Written exclusively for Salaam by al-Maktabi

Polls, more often than not, reflect an underlying political agenda. Pollsters are commercial organizations working to briefs from clients who have a pretty good idea on the hypothesis they are seeking to validate. A recent UK poll has been much-quoted to suggest that the country's multicultural project has failed and no further public recognition should be given to faith communities, most obviously Muslims. This is the YouGov poll published in the Daily Telegraph on 23rd July that "sought to gauge the character of the Muslim community's response to the events of July 7".

Jonathan Freedland, who a week earlier had used a column in 'The Guardian' to lacerate London Mayor Ken Livingstone for sympathy for the Palestinian cause (Guardian, 27th July) on 3rd August noted in the same paper that the 7th July bombings served as 'proof' that Muslims "represented a potentially lethal fifth column" - an insinuation that hardly serves community relations in Britain. In the same article Freeland quotes the poll:"A YouGov survey for the Daily Telegraph last month found that a clear majority of British Muslims felt loyal to Britain - but 18%, nearly one in five, did not".

A closer examination of the YouGov survey methodology suggests that its controversial findings - which included "88 per cent of British Muslims clearly have no intention of trying to justify the bus and Tube murders. However, six per cent insist that the bombings were, on the contrary, fully justified" (Telegraph, 23rd July) - are not really based on sound statistics. The basis for scientific polling is probability sampling, because this gives a basis for assessing the statistical margin of error. To draw a true random sample, every member of the population should have an equal probability of being selected. However YouGov selects its sample from a panel of volunteers and sends them an email, or places questionnaires on websites. The respondents are therefore not randomly selected, but self-selected and will represent certain biases e.g. internet awareness.

_ _ _ _ _ _ _

### Requests
- A) From the piece on the YouGov poll of British Muslims, pull out the passage that begins at the words "A closer examination" and stops after "e.g. internet awareness.".
- B) Write the next part of the piece on the YouGov poll of British Muslims, starting right after its last sentence.

[Excerpts from a point labeling dataset]
_ _ _ _ _ _ _

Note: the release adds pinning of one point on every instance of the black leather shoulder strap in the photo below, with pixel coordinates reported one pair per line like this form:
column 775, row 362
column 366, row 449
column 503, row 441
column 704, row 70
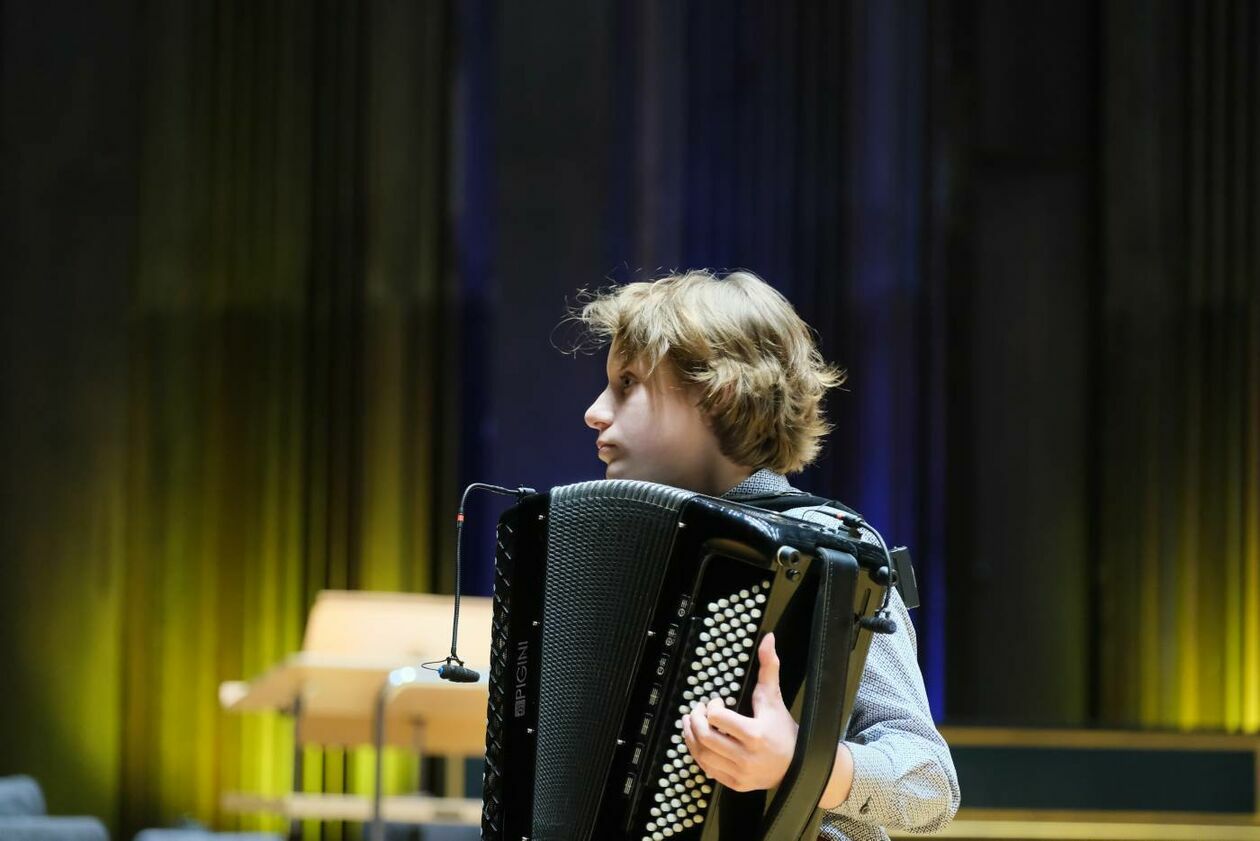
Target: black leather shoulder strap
column 781, row 502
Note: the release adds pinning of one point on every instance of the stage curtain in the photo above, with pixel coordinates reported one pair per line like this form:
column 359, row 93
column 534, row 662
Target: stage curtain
column 250, row 406
column 1179, row 392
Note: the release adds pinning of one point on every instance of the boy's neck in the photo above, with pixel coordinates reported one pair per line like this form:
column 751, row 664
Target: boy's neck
column 723, row 477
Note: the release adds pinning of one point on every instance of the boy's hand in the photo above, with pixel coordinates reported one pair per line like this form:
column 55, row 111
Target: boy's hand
column 741, row 753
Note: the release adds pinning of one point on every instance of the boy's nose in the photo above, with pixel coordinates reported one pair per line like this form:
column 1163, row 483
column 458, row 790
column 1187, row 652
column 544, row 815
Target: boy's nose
column 597, row 414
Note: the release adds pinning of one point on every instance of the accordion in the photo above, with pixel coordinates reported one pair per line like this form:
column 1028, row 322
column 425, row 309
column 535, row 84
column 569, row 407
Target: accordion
column 618, row 605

_ _ _ _ _ _ _

### Responses in order
- A)
A closer examination of the YouGov survey methodology suggests that its controversial findings - which included "88 per cent of British Muslims clearly have no intention of trying to justify the bus and Tube murders. However, six per cent insist that the bombings were, on the contrary, fully justified" (Telegraph, 23rd July) - are not really based on sound statistics. The basis for scientific polling is probability sampling, because this gives a basis for assessing the statistical margin of error. To draw a true random sample, every member of the population should have an equal probability of being selected. However YouGov selects its sample from a panel of volunteers and sends them an email, or places questionnaires on websites. The respondents are therefore not randomly selected, but self-selected and will represent certain biases e.g. internet awareness.

- B)
Secondly, Muslims in Britain are about 3% of the overall population. Pollsters define this as a 'rare population' - one in which probability sampling can become very expensive. To get a sample of 500, it is reported that a pollster "would need to reach a sample of over 18,500". The YouGov poll was non-random and based on 526 respondents. The methods to extrapolate from this number to reflect on the British Muslim population as a whole warrant academic scrutiny. It is thus a moot point whether findings based on such self-selected samples reflect the geographically dispersed and culturally and socio-economically diverse British Muslim community. The events of July 2005 have turned many a journalist into a soi-disant policy wonk - though entirely lacking training in social research methods. They are offering policy prescriptions based on dodgy foundations e.g. Freedland prescribes that "Britain should follow the US approach to citizenship".

The politics of surveys are just as important as surveys of politics. In December 2003, the European Commission released a poll showing that most Europeans (59% in a sample size of 500) considered Israel a threat to world peace. Would Freedland ever refer to this poll? Not likely.